DATA FOR PROCESSING.
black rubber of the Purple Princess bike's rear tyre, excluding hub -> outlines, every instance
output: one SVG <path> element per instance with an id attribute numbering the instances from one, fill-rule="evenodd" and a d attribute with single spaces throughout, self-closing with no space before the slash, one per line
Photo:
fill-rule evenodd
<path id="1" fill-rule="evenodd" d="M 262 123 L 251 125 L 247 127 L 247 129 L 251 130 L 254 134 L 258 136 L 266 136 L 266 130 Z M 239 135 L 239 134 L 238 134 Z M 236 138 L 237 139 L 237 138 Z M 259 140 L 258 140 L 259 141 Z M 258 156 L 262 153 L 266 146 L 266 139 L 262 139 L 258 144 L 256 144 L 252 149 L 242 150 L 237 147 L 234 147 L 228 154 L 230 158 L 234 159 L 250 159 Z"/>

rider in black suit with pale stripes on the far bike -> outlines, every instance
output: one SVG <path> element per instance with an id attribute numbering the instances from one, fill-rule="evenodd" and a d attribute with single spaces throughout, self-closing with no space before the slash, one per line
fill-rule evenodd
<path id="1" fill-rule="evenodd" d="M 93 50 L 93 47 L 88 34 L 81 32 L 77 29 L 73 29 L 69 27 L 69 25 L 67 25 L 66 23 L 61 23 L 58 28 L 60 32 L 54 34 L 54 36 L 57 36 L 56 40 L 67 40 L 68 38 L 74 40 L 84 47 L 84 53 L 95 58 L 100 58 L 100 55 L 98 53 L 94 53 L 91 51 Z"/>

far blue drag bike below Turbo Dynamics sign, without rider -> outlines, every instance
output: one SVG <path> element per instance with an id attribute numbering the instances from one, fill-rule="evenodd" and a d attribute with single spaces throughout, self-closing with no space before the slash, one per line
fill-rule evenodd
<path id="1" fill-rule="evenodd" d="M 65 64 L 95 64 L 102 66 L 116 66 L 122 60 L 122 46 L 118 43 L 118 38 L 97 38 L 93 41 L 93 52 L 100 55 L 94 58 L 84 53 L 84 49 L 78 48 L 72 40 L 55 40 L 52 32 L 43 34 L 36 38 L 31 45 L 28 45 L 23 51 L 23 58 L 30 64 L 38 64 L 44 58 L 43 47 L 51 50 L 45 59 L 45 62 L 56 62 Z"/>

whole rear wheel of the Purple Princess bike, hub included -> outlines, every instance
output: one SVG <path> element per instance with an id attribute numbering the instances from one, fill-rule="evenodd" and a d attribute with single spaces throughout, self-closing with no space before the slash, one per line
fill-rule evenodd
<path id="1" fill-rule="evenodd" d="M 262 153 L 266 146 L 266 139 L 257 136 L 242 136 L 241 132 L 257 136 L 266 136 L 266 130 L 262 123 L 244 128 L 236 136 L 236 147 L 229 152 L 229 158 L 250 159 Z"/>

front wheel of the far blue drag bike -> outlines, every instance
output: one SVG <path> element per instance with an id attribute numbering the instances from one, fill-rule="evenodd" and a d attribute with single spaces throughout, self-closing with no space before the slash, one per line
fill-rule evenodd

EXERCISE INSTRUCTIONS.
Go through the records above and copy every line holding the word "Purple".

EXERCISE RESULT.
black rubber of the Purple Princess bike's rear tyre, excluding hub -> outlines, every instance
whole rear wheel of the Purple Princess bike, hub included -> outlines, every instance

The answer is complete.